_Data shown_:

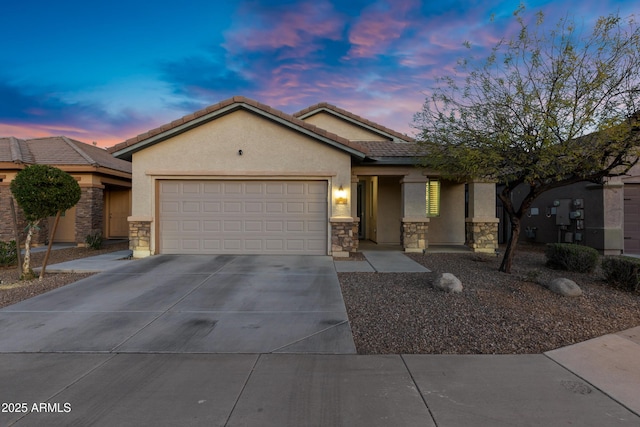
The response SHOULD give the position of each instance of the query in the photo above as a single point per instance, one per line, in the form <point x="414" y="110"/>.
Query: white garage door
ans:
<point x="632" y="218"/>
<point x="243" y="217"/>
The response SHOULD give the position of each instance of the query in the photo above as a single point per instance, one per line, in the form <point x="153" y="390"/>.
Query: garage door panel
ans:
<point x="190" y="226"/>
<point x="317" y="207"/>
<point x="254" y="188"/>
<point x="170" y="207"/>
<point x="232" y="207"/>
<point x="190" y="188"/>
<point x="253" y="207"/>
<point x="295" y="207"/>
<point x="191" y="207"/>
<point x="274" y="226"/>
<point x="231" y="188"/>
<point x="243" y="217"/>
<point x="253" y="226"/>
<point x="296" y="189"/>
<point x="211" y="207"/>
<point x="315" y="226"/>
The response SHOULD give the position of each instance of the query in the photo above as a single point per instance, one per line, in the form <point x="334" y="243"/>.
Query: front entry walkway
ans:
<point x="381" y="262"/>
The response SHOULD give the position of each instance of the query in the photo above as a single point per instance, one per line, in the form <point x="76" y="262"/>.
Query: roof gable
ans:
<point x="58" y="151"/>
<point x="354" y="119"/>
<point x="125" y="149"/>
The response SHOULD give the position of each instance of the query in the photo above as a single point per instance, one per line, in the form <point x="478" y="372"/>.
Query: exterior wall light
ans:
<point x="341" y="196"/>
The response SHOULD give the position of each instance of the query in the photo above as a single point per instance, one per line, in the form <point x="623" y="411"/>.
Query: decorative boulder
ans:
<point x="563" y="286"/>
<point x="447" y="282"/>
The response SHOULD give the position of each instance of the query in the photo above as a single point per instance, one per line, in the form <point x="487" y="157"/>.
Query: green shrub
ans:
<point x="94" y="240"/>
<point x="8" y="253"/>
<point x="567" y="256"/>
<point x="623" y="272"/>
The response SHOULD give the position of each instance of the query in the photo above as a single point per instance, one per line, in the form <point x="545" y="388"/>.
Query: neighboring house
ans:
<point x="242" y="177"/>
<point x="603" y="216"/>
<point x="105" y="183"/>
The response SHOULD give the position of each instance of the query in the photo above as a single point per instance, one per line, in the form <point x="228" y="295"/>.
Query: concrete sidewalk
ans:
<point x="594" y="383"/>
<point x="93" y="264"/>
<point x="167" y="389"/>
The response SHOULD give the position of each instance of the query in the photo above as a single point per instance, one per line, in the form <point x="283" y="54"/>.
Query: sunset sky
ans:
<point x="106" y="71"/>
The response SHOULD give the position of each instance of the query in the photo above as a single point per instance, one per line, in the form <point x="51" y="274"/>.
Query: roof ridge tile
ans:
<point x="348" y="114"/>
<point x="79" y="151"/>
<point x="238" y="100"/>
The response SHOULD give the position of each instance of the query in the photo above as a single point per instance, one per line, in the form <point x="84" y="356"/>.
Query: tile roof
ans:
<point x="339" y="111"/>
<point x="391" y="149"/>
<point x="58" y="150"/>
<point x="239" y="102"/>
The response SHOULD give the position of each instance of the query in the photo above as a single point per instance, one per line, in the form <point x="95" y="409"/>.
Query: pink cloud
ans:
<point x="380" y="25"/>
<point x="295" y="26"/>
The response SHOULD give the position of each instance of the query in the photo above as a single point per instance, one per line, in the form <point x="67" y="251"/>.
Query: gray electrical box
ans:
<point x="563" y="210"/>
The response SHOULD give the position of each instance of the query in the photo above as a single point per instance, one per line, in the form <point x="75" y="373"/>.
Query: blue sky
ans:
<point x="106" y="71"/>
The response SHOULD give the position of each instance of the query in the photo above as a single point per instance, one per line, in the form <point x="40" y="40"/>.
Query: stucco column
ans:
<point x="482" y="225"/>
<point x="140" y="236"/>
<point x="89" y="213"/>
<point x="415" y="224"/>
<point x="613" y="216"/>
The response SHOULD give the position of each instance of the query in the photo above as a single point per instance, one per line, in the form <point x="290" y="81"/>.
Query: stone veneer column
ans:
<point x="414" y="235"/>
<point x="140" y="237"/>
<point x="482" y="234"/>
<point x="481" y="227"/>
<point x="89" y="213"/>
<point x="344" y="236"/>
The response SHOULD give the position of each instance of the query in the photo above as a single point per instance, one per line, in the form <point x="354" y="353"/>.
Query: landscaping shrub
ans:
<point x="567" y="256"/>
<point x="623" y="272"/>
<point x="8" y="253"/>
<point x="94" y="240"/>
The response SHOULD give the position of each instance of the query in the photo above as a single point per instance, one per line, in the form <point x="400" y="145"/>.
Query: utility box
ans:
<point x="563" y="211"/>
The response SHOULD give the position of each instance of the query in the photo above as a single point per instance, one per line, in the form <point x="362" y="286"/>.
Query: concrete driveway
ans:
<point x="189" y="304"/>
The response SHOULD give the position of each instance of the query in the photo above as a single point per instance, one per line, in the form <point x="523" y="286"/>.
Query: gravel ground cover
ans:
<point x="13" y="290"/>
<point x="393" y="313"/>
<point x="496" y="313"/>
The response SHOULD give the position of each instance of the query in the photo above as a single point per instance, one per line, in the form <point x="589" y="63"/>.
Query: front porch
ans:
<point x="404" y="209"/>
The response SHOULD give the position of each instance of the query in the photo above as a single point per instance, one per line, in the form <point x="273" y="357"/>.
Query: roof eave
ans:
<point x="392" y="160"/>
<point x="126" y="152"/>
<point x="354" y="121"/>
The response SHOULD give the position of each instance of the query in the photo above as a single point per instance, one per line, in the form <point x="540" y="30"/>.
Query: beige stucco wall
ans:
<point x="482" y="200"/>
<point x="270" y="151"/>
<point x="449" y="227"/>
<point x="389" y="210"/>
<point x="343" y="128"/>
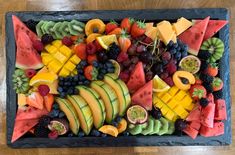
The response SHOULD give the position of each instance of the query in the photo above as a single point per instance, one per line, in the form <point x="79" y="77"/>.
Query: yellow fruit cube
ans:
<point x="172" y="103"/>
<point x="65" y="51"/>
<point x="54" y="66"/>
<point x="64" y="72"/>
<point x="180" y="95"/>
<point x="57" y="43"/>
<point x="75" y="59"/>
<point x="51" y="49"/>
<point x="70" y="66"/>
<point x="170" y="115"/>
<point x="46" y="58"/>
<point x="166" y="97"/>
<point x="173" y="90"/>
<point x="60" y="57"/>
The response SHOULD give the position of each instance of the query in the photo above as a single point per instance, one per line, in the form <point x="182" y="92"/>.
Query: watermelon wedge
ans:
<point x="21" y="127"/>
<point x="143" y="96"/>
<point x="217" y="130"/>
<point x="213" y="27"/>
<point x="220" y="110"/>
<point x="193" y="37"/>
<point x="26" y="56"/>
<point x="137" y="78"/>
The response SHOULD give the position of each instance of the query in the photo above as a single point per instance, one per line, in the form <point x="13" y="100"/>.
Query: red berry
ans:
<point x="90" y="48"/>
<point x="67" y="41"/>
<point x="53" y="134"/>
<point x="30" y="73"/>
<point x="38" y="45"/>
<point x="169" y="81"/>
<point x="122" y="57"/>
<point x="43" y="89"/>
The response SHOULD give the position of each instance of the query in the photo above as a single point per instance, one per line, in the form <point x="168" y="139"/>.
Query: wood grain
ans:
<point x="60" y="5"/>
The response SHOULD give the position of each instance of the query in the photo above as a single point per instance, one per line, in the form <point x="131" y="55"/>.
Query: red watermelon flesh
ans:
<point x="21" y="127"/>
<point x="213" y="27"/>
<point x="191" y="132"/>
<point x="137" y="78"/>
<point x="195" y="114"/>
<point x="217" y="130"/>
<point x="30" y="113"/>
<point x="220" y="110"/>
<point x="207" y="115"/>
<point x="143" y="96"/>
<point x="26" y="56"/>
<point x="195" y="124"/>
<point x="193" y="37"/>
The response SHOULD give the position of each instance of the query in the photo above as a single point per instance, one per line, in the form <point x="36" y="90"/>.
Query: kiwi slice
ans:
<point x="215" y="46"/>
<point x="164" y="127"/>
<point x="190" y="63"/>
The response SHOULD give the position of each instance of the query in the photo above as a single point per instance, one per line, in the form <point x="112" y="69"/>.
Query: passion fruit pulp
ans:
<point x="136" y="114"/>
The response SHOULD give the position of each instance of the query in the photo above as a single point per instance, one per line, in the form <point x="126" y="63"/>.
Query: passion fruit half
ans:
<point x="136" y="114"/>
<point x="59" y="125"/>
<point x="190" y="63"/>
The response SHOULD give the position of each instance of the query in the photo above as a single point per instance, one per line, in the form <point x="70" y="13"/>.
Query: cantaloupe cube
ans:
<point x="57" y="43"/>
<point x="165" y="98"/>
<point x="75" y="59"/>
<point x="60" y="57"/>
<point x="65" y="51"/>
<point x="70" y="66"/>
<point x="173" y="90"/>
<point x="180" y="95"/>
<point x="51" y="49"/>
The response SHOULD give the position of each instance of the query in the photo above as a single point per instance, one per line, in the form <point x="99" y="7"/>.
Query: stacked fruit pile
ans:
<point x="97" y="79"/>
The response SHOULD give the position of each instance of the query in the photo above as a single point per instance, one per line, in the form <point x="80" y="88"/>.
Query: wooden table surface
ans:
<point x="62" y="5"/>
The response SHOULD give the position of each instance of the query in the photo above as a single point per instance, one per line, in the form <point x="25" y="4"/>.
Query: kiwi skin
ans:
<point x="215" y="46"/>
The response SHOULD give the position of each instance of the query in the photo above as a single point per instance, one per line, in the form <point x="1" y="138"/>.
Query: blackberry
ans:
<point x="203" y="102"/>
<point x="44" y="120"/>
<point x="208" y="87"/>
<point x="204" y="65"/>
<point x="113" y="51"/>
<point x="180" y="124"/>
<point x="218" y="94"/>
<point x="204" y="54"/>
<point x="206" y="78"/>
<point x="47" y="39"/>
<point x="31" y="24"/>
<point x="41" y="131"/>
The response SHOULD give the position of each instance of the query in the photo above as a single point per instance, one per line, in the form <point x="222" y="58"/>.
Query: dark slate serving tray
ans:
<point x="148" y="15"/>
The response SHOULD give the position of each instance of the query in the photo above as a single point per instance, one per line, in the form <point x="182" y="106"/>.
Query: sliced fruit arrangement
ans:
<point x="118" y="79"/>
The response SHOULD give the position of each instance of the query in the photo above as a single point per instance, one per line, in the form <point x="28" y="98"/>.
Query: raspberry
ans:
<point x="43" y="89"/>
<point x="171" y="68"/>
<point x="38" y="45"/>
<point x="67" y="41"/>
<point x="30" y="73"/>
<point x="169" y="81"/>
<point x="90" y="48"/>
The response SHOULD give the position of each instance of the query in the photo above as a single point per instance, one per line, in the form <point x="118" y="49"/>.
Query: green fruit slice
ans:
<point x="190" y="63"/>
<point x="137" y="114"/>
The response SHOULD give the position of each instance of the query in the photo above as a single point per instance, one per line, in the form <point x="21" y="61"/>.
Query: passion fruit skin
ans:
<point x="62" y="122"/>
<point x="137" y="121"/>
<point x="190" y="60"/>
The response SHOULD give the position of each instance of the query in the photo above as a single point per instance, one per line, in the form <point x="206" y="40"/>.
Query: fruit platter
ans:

_Aim of the task_: Tally the lines of the listing above that contain the string "passion", where case counts, and give only the number.

_Full solution_: 3